Extract →
◆ ◆ ◆ ◆ ◆

I knew I would need a bit of luck along the way and it comes at the fifth drop. Ottawa airport, a snowmobile due to be air-freighted to the far north; I'm just in time to get unloaded before the shutter comes down  before lunch. Rockland, Alexandria and finally on to Cornwall; all unloaded by five o'clock. A night at the Fifth-Wheel Truckstop and the Mexican buffet.
____DAY 4: Remembrance Day, not a holiday everywhere and BFS has some office staff working. Reload details arrive at midday: Webster, in New York State, 2414 miles to Calgary, Ab. and 250 miles of empty running for an eight o'clock pick-up on Friday morning. Into the US at the 1000 Islands bridge, south to Syracuse and then along the south shore of Lake Ontario towards Rochester.
____DAY 5: The loader is as surprised to come across an English truck-driver as I am to come across an Australian fork-lift truck driver.
"I hardly noticed your limp, mate, who cut off the ball and chain?"
All good colonial fun. But the load is far from funny: thin gauge steel profiles, up to 20 foot long. Maximum weight of 46,000 lbs, stacked 7 foot high off the deck; it takes all my straps to wrap around every bundle so that none of them can slide forwards or sideways. Then it has to be tarped before I can get back on the New York Thruway, heading west through Pennsylvania, into Ohio and as far as Toledo.

◆ ◆ ◆ ◆ ◆

Data section →

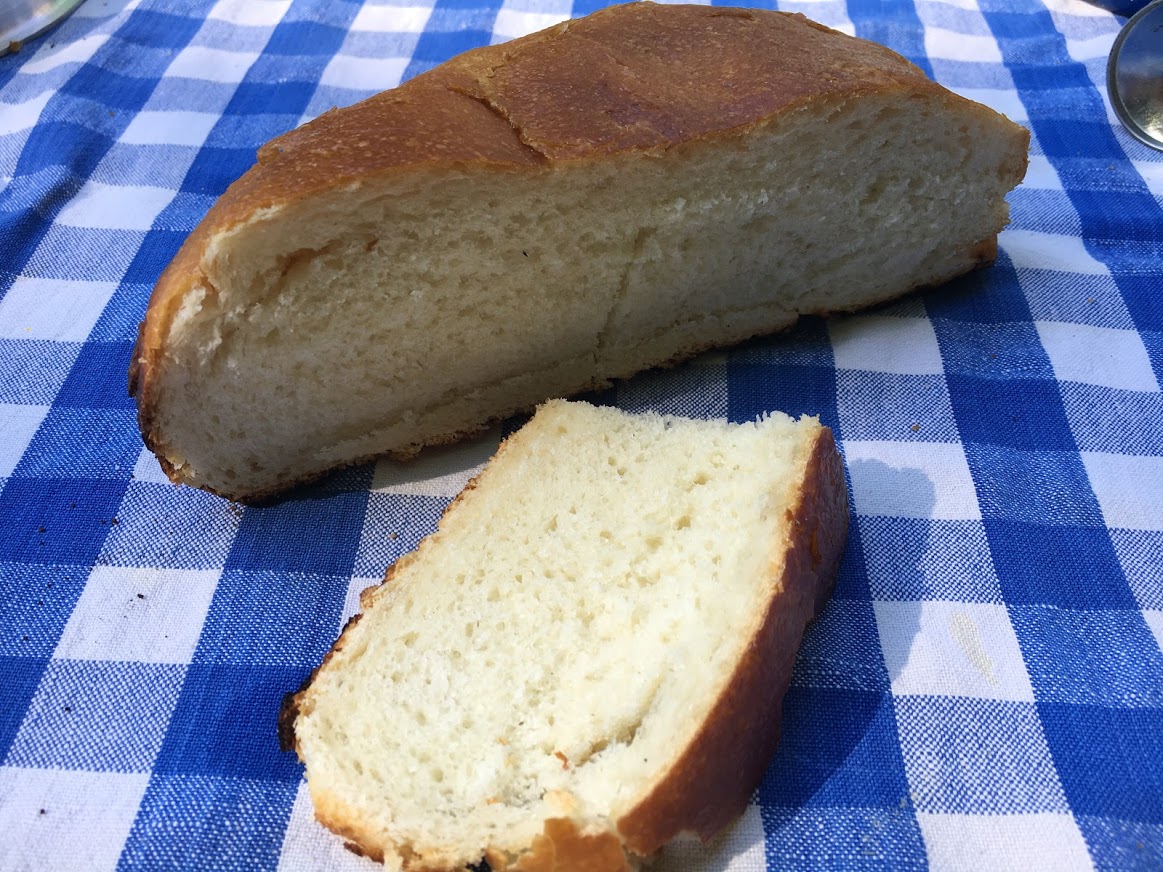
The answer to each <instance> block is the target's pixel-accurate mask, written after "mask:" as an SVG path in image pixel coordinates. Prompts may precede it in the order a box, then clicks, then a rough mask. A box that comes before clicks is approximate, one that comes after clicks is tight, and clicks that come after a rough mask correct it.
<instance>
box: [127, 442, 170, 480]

◆ ◆ ◆ ◆ ◆

Request → Please explain, in one to three sentences, why the driver in the trucking diary above uses every strap on the Webster load.

Completed task → The load is thin-gauge steel profiles up to 20 feet long, weighing up to 46,000 lbs and stacked 7 feet high. Every bundle has to be strapped so that none of them can slide forwards or sideways, and that takes all of the driver's straps.